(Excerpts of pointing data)
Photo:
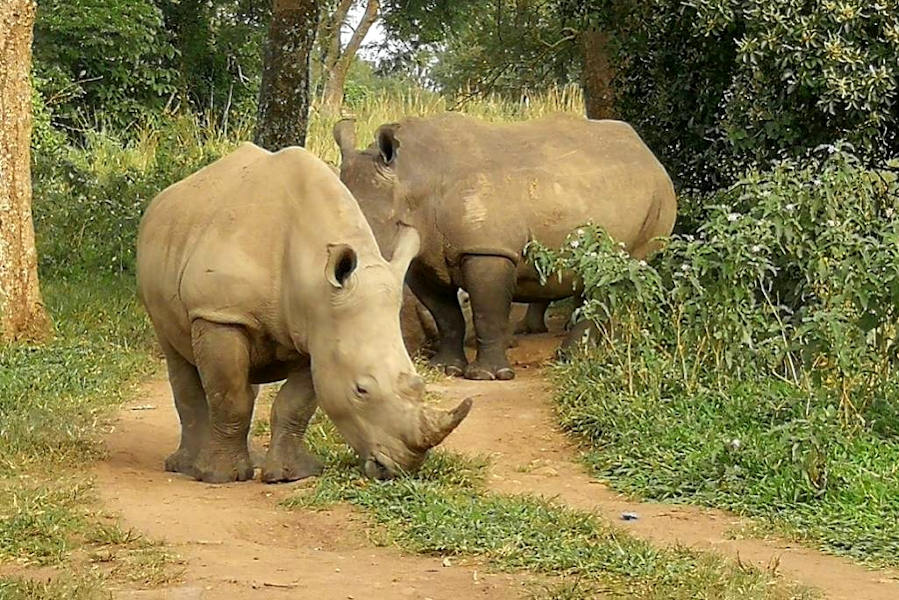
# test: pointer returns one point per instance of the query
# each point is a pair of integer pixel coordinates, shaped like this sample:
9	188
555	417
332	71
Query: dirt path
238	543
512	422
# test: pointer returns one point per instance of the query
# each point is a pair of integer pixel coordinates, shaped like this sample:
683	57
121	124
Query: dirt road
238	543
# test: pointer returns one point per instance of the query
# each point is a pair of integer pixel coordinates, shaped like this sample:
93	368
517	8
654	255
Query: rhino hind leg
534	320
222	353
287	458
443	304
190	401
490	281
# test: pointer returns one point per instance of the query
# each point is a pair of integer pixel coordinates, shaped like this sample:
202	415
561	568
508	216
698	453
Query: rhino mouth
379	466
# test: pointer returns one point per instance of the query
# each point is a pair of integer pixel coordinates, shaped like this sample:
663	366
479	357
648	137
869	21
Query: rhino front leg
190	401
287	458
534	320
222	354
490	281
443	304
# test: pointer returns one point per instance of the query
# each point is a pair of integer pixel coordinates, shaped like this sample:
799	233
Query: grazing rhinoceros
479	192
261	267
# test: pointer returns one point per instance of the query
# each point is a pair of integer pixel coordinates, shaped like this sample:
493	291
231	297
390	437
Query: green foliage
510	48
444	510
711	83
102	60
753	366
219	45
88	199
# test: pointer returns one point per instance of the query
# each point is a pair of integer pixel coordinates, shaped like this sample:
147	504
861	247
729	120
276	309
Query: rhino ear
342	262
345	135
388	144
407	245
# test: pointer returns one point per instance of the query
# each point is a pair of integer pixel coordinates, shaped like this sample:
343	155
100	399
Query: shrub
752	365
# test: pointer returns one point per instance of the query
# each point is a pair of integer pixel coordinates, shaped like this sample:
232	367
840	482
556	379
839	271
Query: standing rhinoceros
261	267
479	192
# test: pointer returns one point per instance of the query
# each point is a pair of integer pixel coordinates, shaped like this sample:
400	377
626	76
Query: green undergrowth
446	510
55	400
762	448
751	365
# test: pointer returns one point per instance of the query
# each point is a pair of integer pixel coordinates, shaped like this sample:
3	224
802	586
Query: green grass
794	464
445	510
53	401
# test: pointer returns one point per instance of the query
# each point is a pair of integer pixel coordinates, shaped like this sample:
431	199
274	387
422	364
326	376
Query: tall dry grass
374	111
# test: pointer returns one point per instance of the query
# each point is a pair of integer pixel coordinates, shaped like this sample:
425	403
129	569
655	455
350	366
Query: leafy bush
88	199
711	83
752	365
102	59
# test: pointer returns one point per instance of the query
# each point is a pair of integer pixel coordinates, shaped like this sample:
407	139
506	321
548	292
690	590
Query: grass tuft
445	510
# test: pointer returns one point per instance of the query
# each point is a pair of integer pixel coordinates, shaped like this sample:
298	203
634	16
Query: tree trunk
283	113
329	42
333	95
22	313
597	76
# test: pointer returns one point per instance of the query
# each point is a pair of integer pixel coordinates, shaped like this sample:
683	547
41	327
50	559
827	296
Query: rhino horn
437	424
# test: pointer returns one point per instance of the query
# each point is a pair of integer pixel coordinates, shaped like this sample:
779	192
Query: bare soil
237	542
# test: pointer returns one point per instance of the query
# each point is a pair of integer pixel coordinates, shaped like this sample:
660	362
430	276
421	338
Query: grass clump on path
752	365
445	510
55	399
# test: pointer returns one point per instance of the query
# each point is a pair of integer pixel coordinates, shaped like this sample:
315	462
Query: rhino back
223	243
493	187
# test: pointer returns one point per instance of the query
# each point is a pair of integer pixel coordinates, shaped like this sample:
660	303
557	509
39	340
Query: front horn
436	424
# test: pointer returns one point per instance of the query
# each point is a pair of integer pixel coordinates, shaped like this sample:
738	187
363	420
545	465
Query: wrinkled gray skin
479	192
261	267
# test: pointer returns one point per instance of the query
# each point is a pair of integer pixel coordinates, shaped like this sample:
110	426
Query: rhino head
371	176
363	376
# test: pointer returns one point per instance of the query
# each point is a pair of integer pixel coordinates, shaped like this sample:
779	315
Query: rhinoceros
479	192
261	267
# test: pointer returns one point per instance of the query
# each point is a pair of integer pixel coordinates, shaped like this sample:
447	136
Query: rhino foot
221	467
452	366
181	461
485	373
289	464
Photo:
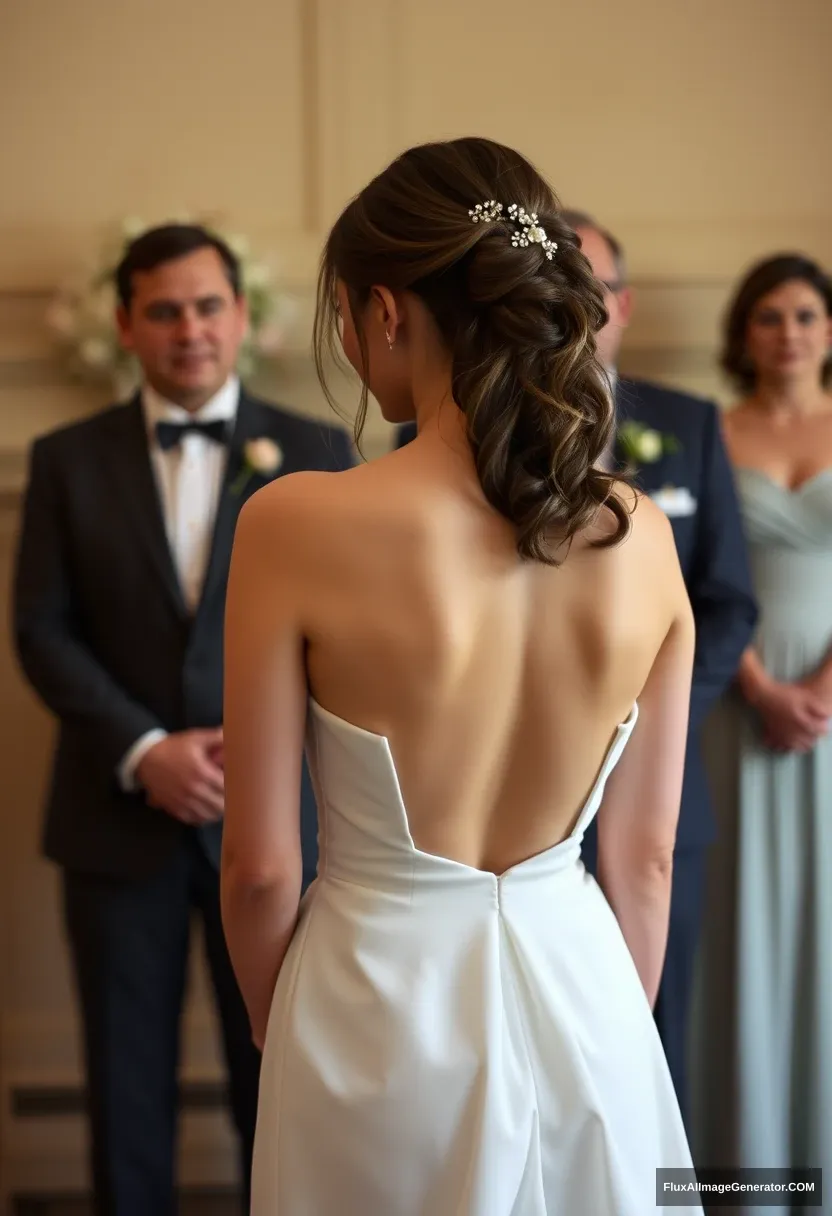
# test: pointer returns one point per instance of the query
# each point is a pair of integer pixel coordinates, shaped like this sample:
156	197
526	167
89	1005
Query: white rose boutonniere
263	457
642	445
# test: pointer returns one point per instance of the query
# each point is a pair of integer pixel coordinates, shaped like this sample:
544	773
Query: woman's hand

...

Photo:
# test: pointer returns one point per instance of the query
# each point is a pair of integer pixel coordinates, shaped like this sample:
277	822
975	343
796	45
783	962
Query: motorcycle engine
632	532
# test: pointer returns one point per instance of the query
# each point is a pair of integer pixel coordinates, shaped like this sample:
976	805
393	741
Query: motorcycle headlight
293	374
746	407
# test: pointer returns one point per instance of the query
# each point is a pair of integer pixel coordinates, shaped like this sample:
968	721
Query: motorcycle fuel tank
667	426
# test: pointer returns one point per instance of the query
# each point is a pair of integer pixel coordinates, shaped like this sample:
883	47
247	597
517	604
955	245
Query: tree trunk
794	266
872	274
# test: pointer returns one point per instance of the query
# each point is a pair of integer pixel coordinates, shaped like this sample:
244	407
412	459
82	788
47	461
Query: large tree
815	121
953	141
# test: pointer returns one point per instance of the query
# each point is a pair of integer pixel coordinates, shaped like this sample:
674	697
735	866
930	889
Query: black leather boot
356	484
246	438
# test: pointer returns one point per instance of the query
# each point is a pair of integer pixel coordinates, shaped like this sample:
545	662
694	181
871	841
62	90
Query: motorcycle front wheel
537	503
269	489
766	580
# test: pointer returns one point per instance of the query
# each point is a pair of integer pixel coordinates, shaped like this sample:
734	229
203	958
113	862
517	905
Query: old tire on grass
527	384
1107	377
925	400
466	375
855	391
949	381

TASK PROMPT: Count the lines in the entries above that contain the string "motorcycle", with case counting, and give only that number.

OUTPUT FOR THIS EXERCISE: 4